▶ EXERCISE INSTRUCTIONS: The records beneath should be printed exactly, and the pictures are to be left out.

▶ Stored records:
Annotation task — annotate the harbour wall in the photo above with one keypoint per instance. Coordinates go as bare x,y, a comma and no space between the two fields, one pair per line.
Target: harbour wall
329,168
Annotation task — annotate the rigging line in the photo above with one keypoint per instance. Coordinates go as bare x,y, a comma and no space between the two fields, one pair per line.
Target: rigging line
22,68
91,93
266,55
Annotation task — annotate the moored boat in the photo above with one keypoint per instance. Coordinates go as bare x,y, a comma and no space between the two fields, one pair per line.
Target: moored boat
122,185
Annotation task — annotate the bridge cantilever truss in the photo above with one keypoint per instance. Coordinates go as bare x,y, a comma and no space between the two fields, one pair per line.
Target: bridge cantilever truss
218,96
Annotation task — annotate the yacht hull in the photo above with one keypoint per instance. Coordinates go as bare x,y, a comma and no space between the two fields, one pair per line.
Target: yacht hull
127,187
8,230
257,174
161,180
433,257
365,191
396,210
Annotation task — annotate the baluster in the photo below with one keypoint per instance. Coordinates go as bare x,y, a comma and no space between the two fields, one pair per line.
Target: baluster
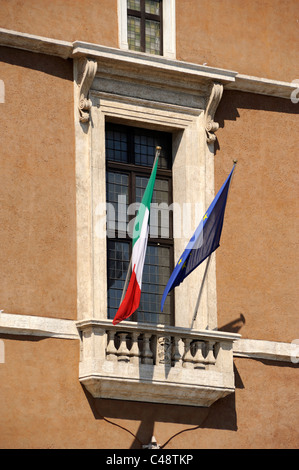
178,351
198,357
134,351
188,358
123,352
164,350
147,356
111,350
210,359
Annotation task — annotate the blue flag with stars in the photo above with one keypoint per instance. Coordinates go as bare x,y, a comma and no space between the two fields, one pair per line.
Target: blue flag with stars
204,241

▶ WRITTEN RESPONSE:
Annotation task — annotate the harbour wall in the photo above with one keypoint per instance. Coordinates go as bare x,y, a comma and no space between the two fields, one pair per line.
Target: harbour wall
329,168
Annotation task — annotate the rigging line in the photo above with one keypoint per instance. Coordinates go as bare x,y, a comma and no space between the two fields, one pair per line.
Target: rigging line
22,68
91,93
266,55
Annotation task — annotate the moored boat in the photo above with one keypoint per instance. Coordinates go as bare x,y, a comma and no space between the two fields, one pair per line.
Target: moored boat
122,185
Annotation task — annotate the bridge cantilever truss in the photo above with one keypoint per instance. Coordinates go as bare x,y, a comma and no space between the two fields, one pair per line.
Target: bridge cantilever truss
218,96
Annotation task — annotate the yacht hull in the photo above with one keypoint per instance. Coordinates go as bare x,y, a comma and no space between the two fields, one pair per line.
Target: yacht hull
127,187
8,230
257,174
161,180
433,257
365,191
396,210
Annotation task — annotate the baluster in the photo below with one keypoint per instance. Coordinates go as bare x,y, a comma and no space between the two fields, one pair per line.
Target: baluster
178,351
198,357
134,351
188,358
123,352
164,350
147,356
111,350
210,359
Annotation task — annotate the blue flag with stars in the photo above with one keypoint per instance. Coordinates go as bare x,y, a comma and no space between the two fields, one pair per line.
Target: blue flag with stars
204,241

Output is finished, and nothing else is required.